** Data to examine follows **

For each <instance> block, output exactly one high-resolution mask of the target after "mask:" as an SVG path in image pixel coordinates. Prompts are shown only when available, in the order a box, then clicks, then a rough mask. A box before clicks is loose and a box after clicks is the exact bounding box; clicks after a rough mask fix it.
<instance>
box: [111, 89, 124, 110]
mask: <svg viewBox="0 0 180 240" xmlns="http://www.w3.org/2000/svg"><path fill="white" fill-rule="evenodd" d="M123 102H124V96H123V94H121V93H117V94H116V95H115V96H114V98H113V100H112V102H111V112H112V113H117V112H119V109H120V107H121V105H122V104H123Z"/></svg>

** End of Data to examine **
** Data to examine follows **

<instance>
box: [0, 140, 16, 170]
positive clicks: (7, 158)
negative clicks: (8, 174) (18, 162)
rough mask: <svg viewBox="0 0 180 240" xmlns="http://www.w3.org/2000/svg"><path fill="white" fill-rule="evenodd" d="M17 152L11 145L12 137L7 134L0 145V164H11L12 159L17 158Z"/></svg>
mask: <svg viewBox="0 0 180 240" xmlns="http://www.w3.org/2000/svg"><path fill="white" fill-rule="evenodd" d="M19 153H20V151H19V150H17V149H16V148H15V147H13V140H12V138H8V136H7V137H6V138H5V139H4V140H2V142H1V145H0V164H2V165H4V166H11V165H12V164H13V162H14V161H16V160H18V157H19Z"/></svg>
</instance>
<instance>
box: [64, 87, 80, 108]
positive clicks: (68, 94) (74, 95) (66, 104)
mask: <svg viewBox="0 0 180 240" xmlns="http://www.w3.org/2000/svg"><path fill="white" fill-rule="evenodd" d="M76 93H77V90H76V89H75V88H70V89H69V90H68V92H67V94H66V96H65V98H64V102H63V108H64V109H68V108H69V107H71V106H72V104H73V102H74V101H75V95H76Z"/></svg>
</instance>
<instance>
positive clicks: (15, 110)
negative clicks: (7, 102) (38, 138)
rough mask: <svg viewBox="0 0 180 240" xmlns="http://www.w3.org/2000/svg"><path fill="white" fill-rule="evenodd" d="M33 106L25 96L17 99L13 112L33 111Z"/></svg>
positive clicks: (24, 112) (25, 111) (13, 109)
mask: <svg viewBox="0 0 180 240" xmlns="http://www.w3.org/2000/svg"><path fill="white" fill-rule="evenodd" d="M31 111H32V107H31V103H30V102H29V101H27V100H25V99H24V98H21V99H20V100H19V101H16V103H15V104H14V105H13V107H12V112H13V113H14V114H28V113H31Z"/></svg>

** End of Data to examine **
** Data to examine follows **

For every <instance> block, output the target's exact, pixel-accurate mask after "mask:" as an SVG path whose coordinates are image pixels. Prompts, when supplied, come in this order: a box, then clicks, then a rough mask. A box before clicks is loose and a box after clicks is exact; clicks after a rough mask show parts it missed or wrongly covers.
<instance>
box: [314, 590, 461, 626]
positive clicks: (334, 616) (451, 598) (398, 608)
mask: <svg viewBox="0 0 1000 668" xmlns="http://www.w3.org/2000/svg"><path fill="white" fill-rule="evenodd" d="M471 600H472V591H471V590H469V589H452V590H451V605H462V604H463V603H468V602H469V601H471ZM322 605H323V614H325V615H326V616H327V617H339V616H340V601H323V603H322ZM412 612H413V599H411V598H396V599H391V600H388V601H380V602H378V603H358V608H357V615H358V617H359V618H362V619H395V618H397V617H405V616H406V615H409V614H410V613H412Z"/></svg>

** End of Data to examine **

# [Work item]
Return the records exactly as they stand, from the line containing "For each <instance>" to the line containing "box: [111, 89, 124, 110]", with both of those lines included.

# [Your response]
For each <instance> block, output exactly one high-resolution mask of the target after "mask:" as an SVG path in image pixel coordinates. Prompts are shown only when available, in the order a box, then clicks, then a rough mask. A box before clicks is loose and a box after clicks is the exact bounding box; clicks after a rough mask fix it.
<instance>
box: [111, 89, 124, 110]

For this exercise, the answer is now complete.